[Begin Text provided]

The invasion of Ukraine has seen wholesale gas prices in Australia’s east coast double compared to last year.
Meanwhile power has quadrupled in some states as global energy markets continue to skyrocket.
The price cap proposed by the Prime Minister will lower energy bills for households and manufacturers who are dependent on gas.
PM Albanese will meet with representatives of the gas sector as he faces huge industry opposition to his proposal for a one-year cap on gas and coal prices.
The sector has warned the government that its plans to cap prices will reduce investment and on Sunday, lobbyists demanded an urgent meeting to raise their concerns about the “reasonable pricing provision”.
The Australian Petroleum Production and Exploration Association (APPEA) includes key corporations including Exxon Mobil Corp and Shell Plc who warned the move would reduce new supply and increase gas prices.
The APPEA has said the proposal will grant the government “unprecedented powers” to intervene in the gas market, including the “ongoing power to regulate prices permanently”.
Albanese told Australian Broadcasting Corp on Monday that he would meet with industry figures this week.
Speaking on ABC Radio he said: “We will meet with them when we meet with them this week. I spoke with some of the companies involved…over the weekend.”
The Prime Minister states that the concerns risen by the industry are overstated and that the plan would be based on the cost of production along with an agreed profit margin after the one-year cap expires.

[End Text provided]
[Begin Provided data]

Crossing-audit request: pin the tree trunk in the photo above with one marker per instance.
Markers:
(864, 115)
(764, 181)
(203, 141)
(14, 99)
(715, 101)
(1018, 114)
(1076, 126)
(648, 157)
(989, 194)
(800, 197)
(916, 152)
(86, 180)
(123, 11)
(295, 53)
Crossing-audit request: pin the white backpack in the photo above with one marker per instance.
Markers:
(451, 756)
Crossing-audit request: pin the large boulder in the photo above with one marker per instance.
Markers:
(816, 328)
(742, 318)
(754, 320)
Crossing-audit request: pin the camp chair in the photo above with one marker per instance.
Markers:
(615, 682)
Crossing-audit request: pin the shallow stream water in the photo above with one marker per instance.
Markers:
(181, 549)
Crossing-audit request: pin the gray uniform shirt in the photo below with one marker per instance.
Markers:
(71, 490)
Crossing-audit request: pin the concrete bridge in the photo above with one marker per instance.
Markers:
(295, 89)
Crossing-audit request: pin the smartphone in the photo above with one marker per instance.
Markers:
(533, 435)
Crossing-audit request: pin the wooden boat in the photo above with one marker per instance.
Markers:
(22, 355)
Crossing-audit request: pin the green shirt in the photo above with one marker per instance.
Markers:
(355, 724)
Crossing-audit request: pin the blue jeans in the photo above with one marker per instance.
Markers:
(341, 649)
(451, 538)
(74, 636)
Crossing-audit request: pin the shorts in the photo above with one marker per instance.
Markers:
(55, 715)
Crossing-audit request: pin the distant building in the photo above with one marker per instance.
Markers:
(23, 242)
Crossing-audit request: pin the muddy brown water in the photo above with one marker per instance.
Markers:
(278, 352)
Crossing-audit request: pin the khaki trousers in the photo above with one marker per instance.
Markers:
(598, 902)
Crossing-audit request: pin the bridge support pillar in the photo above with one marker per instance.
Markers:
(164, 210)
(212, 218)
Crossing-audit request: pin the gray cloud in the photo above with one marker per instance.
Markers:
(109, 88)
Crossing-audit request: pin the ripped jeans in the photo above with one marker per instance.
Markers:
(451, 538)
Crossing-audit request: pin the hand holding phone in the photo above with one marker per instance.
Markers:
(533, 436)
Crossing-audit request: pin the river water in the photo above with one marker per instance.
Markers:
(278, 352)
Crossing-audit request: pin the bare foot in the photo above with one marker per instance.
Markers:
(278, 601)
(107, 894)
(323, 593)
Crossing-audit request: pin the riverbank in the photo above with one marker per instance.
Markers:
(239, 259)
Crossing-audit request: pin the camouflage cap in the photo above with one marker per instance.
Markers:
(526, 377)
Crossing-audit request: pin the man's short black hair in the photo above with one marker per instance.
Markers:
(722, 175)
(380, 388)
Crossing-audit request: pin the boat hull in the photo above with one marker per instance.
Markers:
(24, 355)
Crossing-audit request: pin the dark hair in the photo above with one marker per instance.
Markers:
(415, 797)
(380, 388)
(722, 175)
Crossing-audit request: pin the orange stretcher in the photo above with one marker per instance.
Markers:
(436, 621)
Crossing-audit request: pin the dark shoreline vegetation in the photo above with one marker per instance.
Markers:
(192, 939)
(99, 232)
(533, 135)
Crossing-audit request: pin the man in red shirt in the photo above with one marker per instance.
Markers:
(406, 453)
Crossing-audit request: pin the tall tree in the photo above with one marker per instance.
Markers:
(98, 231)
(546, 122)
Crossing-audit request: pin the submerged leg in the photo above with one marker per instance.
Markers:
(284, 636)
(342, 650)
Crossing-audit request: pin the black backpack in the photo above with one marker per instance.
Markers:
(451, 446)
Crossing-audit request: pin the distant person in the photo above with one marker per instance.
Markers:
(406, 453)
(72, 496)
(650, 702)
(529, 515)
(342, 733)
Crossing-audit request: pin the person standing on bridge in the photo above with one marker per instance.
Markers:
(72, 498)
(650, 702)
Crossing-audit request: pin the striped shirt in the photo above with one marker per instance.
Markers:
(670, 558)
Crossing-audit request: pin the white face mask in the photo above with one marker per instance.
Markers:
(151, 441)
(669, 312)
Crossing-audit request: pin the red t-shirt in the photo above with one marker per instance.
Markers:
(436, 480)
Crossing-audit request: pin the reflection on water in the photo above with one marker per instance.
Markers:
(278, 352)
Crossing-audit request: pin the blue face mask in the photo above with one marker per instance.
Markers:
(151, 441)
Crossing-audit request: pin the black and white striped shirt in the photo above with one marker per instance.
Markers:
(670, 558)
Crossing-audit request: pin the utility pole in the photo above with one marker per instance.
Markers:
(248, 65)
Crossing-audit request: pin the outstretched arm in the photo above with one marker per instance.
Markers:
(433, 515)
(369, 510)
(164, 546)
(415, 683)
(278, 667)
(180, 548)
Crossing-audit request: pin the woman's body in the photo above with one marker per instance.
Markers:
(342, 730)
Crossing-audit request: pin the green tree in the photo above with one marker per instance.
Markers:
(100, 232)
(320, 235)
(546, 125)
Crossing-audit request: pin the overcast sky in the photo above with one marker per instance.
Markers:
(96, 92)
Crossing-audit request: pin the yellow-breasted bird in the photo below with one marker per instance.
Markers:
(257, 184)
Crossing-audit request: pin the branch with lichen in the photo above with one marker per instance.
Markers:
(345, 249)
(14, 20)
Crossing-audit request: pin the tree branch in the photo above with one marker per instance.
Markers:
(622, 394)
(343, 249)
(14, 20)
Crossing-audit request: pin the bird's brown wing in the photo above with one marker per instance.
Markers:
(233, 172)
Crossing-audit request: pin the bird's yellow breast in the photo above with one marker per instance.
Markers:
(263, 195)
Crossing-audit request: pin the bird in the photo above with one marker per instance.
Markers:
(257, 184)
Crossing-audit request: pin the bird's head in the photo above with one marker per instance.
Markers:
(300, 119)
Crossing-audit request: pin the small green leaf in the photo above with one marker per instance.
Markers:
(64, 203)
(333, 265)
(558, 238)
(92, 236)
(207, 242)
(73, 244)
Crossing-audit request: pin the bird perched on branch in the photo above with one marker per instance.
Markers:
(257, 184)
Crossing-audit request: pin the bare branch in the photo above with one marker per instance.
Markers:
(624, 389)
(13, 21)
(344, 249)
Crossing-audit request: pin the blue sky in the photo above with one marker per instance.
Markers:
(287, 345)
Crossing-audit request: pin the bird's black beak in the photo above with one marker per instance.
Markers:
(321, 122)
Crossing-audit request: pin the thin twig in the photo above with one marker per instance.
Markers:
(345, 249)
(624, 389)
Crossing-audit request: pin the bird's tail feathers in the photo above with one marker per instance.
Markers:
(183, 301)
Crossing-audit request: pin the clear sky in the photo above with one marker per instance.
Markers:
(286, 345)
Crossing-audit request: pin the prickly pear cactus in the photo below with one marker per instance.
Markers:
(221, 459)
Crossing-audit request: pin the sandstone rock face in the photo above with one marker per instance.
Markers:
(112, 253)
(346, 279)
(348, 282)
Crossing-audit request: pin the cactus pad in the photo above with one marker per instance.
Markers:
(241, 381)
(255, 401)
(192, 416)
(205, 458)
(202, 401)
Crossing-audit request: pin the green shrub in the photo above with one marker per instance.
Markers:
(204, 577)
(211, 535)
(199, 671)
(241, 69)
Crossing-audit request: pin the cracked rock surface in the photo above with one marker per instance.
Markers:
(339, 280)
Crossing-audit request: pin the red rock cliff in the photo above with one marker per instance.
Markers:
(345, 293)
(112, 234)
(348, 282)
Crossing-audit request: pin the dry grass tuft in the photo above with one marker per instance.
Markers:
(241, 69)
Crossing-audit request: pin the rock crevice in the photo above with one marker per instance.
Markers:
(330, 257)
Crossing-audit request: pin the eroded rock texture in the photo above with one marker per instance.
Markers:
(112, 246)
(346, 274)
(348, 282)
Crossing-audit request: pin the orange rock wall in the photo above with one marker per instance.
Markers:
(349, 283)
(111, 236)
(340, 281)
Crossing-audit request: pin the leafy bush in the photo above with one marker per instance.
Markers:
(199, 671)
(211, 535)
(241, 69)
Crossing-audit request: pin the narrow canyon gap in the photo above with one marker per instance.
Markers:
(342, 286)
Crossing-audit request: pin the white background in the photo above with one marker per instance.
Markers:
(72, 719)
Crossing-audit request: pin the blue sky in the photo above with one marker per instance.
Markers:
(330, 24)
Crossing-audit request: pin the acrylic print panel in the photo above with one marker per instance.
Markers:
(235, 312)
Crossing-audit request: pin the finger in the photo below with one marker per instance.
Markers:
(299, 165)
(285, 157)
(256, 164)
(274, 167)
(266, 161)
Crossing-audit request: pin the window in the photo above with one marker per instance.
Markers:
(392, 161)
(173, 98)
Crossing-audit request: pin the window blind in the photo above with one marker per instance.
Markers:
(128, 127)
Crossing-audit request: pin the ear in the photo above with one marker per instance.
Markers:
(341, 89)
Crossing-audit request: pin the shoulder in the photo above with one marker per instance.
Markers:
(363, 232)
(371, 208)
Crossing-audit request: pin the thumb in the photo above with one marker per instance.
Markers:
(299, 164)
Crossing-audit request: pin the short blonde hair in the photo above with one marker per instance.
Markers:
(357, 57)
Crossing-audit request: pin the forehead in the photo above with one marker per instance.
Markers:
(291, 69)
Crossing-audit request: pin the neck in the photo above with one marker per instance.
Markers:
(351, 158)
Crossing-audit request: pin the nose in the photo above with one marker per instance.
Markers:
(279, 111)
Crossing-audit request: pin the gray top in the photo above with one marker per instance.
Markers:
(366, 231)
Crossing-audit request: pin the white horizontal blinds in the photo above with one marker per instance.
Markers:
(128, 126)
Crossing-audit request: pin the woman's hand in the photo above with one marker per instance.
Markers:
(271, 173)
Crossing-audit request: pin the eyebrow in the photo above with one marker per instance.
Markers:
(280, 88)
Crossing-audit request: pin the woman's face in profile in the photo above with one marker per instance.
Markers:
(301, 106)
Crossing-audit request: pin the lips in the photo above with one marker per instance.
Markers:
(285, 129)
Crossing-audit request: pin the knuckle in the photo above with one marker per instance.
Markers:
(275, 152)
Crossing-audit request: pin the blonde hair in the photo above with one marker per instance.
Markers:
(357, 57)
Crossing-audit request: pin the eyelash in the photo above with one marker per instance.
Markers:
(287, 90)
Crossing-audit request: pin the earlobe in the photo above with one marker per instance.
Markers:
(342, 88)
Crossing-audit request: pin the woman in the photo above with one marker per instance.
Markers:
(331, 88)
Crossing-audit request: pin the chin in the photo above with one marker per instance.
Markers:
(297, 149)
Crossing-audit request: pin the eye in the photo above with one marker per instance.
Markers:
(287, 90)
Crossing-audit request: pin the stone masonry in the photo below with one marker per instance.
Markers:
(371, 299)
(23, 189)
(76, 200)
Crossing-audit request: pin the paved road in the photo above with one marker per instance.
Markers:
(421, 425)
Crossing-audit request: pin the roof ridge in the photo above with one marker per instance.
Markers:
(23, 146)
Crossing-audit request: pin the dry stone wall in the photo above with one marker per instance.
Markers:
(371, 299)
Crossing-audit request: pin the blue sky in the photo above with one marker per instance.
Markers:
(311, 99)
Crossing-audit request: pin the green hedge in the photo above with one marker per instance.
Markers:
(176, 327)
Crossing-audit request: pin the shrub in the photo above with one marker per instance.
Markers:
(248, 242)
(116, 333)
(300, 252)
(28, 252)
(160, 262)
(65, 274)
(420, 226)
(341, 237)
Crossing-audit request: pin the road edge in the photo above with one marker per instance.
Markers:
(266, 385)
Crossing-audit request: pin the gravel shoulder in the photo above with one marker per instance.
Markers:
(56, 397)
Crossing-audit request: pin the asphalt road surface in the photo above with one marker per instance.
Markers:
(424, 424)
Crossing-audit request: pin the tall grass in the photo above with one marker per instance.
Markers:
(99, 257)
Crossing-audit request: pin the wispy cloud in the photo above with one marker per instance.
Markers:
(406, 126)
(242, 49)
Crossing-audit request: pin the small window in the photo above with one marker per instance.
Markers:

[End Provided data]

> **Parts of the exercise**:
A. From the gas price text, repeat the passage starting with "PM Albanese will" and going on through "increase gas prices.".
B. In the gas price text, how long would the Prime Minister's proposed cap on gas and coal prices last?

> **Results for the exercise**:
A.
PM Albanese will meet with representatives of the gas sector as he faces huge industry opposition to his proposal for a one-year cap on gas and coal prices.
The sector has warned the government that its plans to cap prices will reduce investment and on Sunday, lobbyists demanded an urgent meeting to raise their concerns about the “reasonable pricing provision”.
The Australian Petroleum Production and Exploration Association (APPEA) includes key corporations including Exxon Mobil Corp and Shell Plc who warned the move would reduce new supply and increase gas prices.

B. One year.